(GIVEN INFORMATION Opens)

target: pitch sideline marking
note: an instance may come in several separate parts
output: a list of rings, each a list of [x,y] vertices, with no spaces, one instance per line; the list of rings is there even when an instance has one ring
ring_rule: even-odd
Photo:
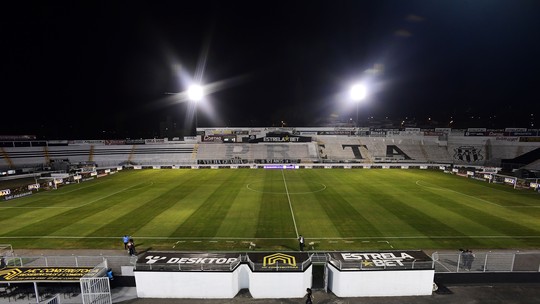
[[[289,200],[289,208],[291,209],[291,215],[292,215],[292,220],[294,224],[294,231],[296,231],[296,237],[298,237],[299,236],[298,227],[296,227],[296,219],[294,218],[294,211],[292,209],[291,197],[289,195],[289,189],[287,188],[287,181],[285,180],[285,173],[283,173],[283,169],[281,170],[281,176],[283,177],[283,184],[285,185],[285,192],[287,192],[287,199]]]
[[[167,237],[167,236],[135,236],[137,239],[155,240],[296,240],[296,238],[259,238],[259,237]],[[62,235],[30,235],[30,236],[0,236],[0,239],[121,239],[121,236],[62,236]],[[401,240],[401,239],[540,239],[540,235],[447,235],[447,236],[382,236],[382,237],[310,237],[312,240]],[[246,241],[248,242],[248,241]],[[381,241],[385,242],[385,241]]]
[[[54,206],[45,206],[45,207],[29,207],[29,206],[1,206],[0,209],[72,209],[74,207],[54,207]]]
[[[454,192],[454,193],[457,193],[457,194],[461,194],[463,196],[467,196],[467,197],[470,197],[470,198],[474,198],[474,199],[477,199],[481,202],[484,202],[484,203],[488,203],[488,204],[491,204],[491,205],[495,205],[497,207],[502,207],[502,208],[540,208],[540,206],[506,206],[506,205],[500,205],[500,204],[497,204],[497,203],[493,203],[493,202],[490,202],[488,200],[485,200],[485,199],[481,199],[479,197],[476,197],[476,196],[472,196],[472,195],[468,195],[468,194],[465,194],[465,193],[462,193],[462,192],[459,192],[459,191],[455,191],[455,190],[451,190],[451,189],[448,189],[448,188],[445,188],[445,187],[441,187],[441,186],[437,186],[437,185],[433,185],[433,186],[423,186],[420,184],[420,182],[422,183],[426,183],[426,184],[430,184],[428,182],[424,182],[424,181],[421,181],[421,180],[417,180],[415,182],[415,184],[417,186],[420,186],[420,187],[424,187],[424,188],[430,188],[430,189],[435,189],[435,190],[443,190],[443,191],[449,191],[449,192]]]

(GIVEN INFORMATION Closes)

* WHAT IS REQUIRED: Return the material exactly as it stands above, but only from its first line to the line containing "ring_rule: even-odd", both ends included.

* RESULT OF THIS EXERCISE:
target: pitch sideline marking
note: an instance may come in several separate parts
output: a list of rings, each a list of [x,y] vertices, with no spaces, one instance per line; the list of rings is there even when an instance has one ring
ring_rule: even-odd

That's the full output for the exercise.